◆ Task inputs
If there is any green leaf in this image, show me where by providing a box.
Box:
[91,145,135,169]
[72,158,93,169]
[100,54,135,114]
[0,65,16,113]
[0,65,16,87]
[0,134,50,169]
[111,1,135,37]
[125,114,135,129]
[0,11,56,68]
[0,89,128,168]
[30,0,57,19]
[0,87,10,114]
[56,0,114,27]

◆ Your goal
Set down every line of each item above, reproducing each one without alteration.

◆ The reply
If there is any green leaf in this image, show me where by providing a box.
Box:
[91,145,135,169]
[72,158,93,169]
[100,54,135,114]
[0,65,16,113]
[0,65,16,87]
[0,134,50,169]
[111,1,135,37]
[125,114,135,129]
[0,11,56,68]
[0,89,128,168]
[30,0,57,19]
[0,87,10,114]
[56,0,114,27]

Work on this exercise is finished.